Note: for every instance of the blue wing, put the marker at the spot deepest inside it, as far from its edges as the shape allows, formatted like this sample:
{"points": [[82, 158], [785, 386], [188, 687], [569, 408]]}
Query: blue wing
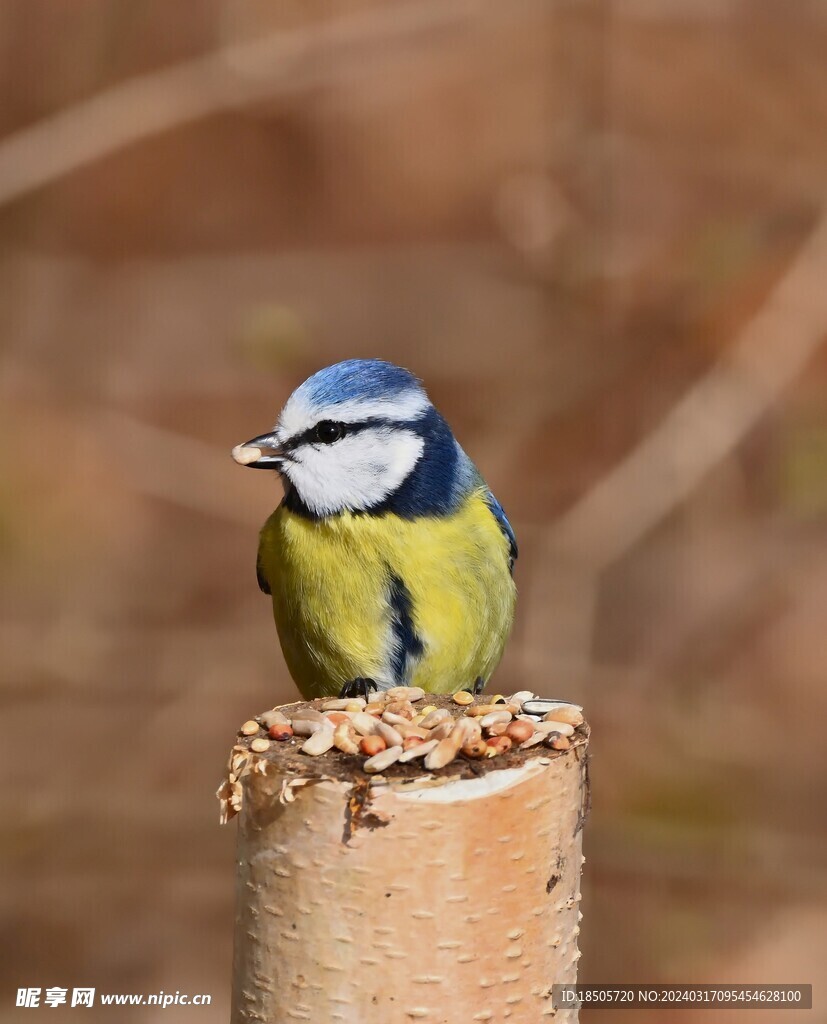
{"points": [[505, 525]]}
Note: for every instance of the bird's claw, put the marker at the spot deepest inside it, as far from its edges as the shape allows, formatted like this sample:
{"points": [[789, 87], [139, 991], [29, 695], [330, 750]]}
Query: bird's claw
{"points": [[358, 687]]}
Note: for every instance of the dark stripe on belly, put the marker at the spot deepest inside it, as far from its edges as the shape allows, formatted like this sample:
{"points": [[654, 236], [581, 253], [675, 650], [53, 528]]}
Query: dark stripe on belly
{"points": [[408, 646]]}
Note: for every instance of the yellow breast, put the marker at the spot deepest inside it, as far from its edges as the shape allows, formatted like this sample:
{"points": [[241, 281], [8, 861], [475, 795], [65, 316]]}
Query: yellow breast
{"points": [[333, 597]]}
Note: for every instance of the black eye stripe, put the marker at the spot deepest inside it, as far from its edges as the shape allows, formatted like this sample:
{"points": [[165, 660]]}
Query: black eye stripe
{"points": [[309, 436]]}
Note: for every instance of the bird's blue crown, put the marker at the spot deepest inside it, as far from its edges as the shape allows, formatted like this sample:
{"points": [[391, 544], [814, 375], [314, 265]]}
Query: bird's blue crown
{"points": [[358, 380]]}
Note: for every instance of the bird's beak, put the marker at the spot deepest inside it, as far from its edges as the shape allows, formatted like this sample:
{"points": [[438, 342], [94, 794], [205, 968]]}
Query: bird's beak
{"points": [[260, 453]]}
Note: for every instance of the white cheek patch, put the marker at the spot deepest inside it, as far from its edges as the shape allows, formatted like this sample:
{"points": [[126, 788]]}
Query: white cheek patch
{"points": [[299, 414], [355, 473]]}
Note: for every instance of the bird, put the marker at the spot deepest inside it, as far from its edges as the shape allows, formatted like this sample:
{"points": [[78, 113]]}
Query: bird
{"points": [[389, 561]]}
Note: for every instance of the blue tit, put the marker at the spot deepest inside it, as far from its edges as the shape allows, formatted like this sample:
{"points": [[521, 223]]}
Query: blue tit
{"points": [[389, 561]]}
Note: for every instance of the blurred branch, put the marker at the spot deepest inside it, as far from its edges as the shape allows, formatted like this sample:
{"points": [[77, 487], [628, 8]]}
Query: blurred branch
{"points": [[183, 470], [279, 64], [708, 422]]}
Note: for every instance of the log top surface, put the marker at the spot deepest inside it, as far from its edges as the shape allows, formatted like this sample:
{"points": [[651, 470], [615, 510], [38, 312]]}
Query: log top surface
{"points": [[286, 759]]}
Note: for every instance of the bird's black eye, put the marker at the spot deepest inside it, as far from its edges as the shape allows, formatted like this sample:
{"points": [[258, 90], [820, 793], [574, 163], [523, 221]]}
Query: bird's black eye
{"points": [[327, 431]]}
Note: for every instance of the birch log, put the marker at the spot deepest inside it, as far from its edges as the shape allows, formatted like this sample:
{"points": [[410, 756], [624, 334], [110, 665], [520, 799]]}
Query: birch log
{"points": [[386, 901]]}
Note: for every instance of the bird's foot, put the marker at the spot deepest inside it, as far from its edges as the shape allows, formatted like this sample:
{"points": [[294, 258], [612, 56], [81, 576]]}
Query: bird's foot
{"points": [[358, 688]]}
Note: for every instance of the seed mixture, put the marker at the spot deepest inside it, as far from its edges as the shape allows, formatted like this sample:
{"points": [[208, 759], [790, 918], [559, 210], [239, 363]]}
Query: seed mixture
{"points": [[403, 732]]}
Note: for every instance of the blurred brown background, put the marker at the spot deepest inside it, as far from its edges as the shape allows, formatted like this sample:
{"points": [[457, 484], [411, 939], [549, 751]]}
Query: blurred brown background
{"points": [[597, 229]]}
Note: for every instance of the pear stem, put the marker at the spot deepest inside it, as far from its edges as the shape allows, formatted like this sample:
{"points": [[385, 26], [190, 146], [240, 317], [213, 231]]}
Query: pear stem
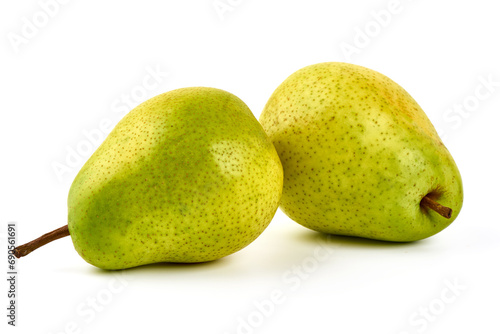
{"points": [[433, 205], [39, 242]]}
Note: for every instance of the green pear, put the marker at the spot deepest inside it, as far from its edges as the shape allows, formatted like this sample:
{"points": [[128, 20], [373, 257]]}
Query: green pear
{"points": [[359, 155], [187, 176]]}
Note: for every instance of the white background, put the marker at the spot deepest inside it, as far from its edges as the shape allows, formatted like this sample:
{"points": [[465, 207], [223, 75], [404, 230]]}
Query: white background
{"points": [[74, 71]]}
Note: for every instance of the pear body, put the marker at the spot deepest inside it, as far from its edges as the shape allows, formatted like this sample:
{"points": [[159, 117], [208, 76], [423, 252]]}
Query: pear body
{"points": [[358, 155], [187, 176]]}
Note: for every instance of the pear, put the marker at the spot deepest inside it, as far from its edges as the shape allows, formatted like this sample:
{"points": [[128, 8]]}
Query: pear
{"points": [[187, 176], [359, 155]]}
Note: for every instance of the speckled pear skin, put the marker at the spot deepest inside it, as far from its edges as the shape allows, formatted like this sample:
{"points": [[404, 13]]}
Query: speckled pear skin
{"points": [[358, 155], [187, 176]]}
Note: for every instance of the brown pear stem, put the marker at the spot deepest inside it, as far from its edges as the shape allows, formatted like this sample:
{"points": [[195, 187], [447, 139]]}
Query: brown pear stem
{"points": [[39, 242], [433, 205]]}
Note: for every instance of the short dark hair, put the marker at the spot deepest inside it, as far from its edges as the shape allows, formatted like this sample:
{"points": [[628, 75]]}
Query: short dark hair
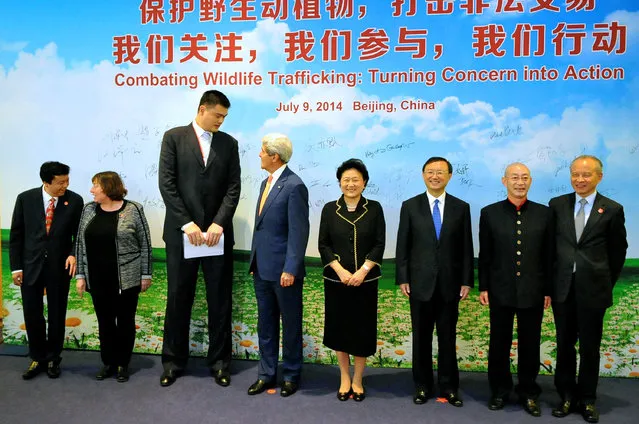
{"points": [[438, 159], [355, 164], [111, 184], [49, 170], [214, 97]]}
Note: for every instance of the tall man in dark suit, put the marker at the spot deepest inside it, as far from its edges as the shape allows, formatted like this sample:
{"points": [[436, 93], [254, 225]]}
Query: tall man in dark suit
{"points": [[280, 236], [516, 241], [590, 252], [435, 270], [199, 177], [41, 249]]}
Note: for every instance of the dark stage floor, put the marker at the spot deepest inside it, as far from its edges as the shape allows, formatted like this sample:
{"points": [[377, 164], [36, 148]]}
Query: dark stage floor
{"points": [[195, 398]]}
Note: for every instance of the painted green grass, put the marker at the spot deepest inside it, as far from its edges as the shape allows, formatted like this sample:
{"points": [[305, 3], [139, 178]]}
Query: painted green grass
{"points": [[619, 345]]}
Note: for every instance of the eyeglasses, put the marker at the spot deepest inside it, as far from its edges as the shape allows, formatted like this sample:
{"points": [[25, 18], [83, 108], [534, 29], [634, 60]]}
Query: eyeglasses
{"points": [[432, 173]]}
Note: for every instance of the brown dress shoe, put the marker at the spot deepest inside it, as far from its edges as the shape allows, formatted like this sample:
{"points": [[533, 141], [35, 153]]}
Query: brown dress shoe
{"points": [[53, 368], [34, 369]]}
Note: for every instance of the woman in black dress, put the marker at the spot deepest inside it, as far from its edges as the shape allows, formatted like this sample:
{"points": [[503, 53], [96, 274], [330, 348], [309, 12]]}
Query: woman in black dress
{"points": [[113, 254], [352, 236]]}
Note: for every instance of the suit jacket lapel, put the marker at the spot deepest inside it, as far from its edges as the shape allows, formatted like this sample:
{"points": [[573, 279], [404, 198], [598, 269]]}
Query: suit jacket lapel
{"points": [[595, 215], [194, 145]]}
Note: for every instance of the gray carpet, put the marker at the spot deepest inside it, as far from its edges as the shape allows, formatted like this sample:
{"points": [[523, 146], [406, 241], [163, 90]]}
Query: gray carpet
{"points": [[195, 398]]}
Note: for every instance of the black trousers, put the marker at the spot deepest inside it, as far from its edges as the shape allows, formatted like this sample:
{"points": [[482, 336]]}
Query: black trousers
{"points": [[182, 278], [575, 322], [45, 343], [528, 341], [116, 324], [424, 317]]}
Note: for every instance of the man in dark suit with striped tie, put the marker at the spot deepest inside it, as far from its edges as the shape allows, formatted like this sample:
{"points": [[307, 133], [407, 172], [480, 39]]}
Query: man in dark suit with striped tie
{"points": [[590, 236], [435, 270], [199, 179], [41, 250]]}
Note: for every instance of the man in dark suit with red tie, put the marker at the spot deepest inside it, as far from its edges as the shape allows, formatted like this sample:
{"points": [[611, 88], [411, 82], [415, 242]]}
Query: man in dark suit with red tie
{"points": [[41, 250], [434, 261], [591, 245], [199, 179], [280, 236]]}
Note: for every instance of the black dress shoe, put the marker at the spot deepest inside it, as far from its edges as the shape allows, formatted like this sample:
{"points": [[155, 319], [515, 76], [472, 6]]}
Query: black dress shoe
{"points": [[222, 377], [454, 399], [168, 377], [563, 409], [589, 413], [343, 396], [259, 386], [105, 372], [122, 375], [496, 403], [532, 407], [53, 368], [289, 388], [420, 397], [358, 397], [34, 369]]}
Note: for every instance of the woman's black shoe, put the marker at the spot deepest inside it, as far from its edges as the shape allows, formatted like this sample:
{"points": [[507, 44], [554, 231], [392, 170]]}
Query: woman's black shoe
{"points": [[343, 396]]}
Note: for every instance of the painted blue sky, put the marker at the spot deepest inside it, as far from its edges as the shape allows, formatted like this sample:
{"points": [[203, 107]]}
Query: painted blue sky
{"points": [[56, 76]]}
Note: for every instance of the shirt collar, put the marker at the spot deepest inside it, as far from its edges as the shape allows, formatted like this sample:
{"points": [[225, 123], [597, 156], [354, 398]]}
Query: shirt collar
{"points": [[518, 207], [199, 131], [276, 175], [431, 198]]}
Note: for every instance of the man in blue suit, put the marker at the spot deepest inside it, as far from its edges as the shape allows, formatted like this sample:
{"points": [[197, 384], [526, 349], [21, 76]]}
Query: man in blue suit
{"points": [[279, 243]]}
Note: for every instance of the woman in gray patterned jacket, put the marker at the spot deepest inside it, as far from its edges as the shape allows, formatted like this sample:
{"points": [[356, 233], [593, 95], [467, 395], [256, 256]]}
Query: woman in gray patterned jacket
{"points": [[113, 253]]}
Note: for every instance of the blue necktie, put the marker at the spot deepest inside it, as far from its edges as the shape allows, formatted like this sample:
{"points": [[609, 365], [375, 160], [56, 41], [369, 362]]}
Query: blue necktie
{"points": [[437, 218]]}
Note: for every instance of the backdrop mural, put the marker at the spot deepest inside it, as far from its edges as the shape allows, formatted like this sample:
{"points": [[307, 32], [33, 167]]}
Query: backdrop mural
{"points": [[393, 82]]}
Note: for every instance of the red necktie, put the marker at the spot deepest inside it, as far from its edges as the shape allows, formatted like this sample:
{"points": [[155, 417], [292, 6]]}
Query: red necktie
{"points": [[265, 193], [48, 219]]}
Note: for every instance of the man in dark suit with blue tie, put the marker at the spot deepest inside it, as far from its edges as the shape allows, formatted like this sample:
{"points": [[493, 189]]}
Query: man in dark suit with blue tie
{"points": [[199, 179], [434, 266], [280, 236], [41, 250], [590, 236]]}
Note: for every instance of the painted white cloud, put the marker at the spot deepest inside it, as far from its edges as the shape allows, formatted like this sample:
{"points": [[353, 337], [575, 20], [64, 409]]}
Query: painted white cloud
{"points": [[12, 46]]}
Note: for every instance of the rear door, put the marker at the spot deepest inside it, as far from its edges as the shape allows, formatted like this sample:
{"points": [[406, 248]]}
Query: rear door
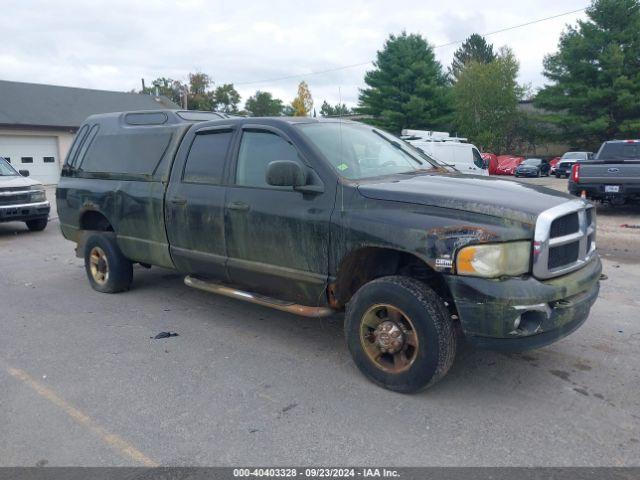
{"points": [[194, 204], [277, 237]]}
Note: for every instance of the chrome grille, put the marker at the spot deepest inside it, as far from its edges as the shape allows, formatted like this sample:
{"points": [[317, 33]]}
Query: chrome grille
{"points": [[14, 196], [564, 239]]}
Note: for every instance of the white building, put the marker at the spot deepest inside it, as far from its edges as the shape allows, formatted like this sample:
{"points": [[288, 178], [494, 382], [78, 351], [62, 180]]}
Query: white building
{"points": [[38, 122]]}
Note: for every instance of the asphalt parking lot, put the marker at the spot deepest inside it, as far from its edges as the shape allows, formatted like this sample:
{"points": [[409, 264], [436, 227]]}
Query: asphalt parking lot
{"points": [[83, 383]]}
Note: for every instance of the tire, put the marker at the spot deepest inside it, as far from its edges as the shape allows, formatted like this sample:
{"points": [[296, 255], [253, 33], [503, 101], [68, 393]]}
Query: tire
{"points": [[430, 326], [108, 270], [37, 225]]}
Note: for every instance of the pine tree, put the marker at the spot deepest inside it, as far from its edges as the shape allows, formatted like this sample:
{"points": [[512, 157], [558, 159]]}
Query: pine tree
{"points": [[303, 103], [594, 94], [406, 88], [474, 49]]}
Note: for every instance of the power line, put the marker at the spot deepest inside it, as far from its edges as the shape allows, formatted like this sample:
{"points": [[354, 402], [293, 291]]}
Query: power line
{"points": [[360, 64]]}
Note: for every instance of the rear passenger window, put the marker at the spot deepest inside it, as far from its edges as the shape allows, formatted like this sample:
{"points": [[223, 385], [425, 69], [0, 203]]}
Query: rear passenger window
{"points": [[136, 153], [205, 162], [82, 133], [257, 150]]}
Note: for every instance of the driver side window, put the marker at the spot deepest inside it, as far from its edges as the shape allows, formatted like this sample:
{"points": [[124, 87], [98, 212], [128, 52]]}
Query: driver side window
{"points": [[257, 150]]}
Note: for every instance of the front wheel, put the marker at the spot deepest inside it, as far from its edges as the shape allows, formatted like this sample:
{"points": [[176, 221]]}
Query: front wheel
{"points": [[400, 334], [108, 270]]}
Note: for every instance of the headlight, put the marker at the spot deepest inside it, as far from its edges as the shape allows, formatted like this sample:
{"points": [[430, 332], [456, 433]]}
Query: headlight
{"points": [[37, 194], [494, 260]]}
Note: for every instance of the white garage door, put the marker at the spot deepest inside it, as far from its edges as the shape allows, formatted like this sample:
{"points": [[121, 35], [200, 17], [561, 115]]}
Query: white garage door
{"points": [[39, 155]]}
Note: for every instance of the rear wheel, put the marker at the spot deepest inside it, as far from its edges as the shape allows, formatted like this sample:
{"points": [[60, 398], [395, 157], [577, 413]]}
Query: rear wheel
{"points": [[37, 225], [108, 270], [399, 333]]}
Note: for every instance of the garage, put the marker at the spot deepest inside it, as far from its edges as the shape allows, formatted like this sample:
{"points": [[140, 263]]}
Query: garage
{"points": [[38, 154]]}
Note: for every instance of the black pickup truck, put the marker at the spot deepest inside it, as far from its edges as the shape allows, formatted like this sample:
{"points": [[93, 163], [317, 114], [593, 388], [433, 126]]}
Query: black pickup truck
{"points": [[314, 217], [613, 176]]}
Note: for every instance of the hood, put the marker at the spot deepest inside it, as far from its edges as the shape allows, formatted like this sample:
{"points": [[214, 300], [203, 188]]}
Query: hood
{"points": [[470, 193], [16, 181]]}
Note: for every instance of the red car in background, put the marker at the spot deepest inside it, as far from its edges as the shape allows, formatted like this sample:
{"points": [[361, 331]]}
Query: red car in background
{"points": [[507, 164]]}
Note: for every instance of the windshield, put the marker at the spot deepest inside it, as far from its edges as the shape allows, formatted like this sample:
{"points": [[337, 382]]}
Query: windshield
{"points": [[532, 161], [6, 170], [360, 151], [573, 155]]}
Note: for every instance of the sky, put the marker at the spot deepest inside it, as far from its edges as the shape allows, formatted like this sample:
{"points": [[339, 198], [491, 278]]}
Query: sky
{"points": [[112, 44]]}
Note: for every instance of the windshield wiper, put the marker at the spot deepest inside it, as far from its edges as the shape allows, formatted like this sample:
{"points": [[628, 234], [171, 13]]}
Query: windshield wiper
{"points": [[397, 145]]}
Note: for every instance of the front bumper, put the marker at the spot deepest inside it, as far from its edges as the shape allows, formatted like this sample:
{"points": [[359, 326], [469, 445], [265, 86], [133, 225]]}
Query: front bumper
{"points": [[547, 310], [596, 190], [24, 212]]}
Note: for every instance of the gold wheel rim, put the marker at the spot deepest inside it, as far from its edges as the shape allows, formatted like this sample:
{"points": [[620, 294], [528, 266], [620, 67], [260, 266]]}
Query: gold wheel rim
{"points": [[99, 265], [389, 338]]}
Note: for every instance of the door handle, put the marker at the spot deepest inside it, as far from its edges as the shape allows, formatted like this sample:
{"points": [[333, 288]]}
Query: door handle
{"points": [[240, 206]]}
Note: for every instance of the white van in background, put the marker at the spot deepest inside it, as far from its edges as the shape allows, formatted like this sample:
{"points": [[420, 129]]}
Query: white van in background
{"points": [[449, 150]]}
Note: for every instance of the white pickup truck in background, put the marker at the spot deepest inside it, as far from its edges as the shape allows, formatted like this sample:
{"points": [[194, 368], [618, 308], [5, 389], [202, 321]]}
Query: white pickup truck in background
{"points": [[22, 199], [453, 151]]}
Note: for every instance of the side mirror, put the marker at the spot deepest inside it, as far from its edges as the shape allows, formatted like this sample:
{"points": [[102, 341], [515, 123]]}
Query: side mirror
{"points": [[285, 173]]}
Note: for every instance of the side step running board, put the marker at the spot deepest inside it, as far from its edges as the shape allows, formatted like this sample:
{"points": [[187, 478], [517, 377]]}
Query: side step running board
{"points": [[257, 299]]}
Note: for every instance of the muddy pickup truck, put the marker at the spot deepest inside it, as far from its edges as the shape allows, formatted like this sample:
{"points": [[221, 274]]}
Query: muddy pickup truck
{"points": [[315, 217], [22, 199], [613, 176]]}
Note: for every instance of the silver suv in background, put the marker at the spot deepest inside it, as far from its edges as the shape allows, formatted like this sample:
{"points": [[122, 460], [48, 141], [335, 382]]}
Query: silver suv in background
{"points": [[613, 176], [22, 199]]}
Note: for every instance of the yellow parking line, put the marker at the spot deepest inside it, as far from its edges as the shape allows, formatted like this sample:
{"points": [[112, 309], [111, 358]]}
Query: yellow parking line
{"points": [[124, 447]]}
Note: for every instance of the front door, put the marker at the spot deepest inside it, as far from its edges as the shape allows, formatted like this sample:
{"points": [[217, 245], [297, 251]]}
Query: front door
{"points": [[277, 237], [195, 204]]}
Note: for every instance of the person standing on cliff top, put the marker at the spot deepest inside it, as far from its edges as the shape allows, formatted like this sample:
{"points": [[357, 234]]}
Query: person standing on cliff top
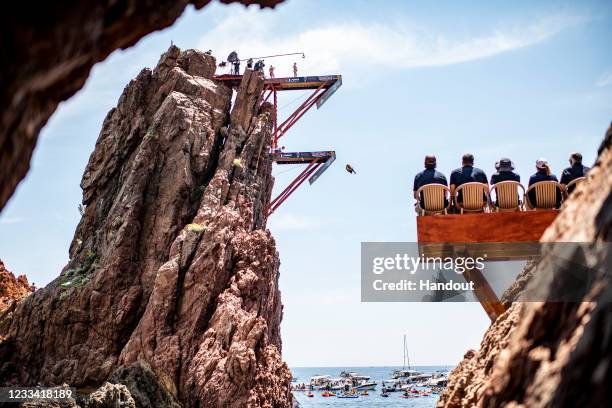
{"points": [[576, 170], [428, 176]]}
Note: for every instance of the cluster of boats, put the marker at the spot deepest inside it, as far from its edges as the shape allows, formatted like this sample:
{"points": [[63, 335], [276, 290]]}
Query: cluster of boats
{"points": [[352, 385]]}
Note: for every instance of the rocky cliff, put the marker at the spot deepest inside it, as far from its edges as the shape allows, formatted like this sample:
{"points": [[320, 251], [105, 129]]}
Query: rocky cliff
{"points": [[171, 288], [48, 49], [12, 288], [550, 353]]}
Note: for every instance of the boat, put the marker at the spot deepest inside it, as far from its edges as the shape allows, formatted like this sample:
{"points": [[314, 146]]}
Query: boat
{"points": [[358, 381], [391, 385], [318, 381]]}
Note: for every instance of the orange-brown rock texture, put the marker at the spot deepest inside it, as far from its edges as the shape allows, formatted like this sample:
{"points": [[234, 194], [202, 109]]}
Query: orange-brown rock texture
{"points": [[47, 52], [551, 353], [12, 288], [172, 284]]}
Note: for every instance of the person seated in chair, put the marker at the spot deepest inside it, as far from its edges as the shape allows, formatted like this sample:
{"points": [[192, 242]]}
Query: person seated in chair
{"points": [[467, 173], [542, 173], [505, 172], [428, 176], [576, 170]]}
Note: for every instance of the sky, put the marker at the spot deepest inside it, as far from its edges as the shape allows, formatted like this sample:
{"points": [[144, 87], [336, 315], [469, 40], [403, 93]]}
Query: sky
{"points": [[518, 79]]}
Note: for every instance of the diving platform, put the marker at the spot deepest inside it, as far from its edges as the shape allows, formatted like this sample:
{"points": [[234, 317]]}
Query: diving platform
{"points": [[317, 163], [322, 87], [495, 236], [288, 83], [512, 226]]}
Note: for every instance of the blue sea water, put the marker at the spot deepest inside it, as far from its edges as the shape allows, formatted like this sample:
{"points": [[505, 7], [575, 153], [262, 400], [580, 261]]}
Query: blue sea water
{"points": [[377, 374]]}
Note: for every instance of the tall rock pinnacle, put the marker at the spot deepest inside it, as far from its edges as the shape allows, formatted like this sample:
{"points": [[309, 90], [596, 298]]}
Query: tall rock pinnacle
{"points": [[172, 276]]}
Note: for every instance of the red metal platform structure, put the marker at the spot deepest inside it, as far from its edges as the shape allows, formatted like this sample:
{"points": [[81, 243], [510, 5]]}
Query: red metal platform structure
{"points": [[323, 88]]}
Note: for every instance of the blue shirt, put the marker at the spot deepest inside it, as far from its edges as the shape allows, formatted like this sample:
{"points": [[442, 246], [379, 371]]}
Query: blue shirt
{"points": [[429, 176], [467, 174], [504, 176], [572, 173], [541, 175]]}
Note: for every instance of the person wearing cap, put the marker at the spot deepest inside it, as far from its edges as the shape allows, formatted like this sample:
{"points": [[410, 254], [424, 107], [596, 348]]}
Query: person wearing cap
{"points": [[543, 173], [576, 170], [467, 173], [505, 172], [429, 176]]}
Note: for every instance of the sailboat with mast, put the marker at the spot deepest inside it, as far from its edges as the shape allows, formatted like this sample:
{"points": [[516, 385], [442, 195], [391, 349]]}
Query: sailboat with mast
{"points": [[406, 375]]}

• _WHAT YOU HAVE TO DO_: Quote the line that contains "Note: for every instance of the red metal" and each line after it through the end of the data, exactly, leaving out everything else.

• _COMPLETED TASK_:
Note: for every instance of the red metal platform structure, put the marker at the spot deepest inside it, as far from its edges as the shape allows, formatted like this sample:
{"points": [[81, 243], [510, 5]]}
Query: red metal platform structure
{"points": [[323, 88]]}
Note: for every instance of the blue shirt, put the marker at the spot deepest inside it, as far from its edges as the shape allows, formatted like this sample:
{"points": [[442, 246], [379, 371]]}
Query: blue shirt
{"points": [[429, 176], [467, 174], [504, 176], [572, 173], [541, 175]]}
Note: for every instance of the person wearing cap, put the marker at the spot deepest inside it, as far from its edges as the shape allows, formatted like this sample:
{"points": [[410, 254], [424, 107], [596, 348]]}
Query: person wearing cap
{"points": [[543, 173], [576, 170], [467, 173], [505, 172], [429, 176]]}
Note: for every instance of the sailboat with mast, put the marker at the spot deepest inside it, as far from its edges as the shape allows, formatted like this sample:
{"points": [[516, 385], [442, 195], [391, 349]]}
Query: sailboat with mast
{"points": [[406, 375]]}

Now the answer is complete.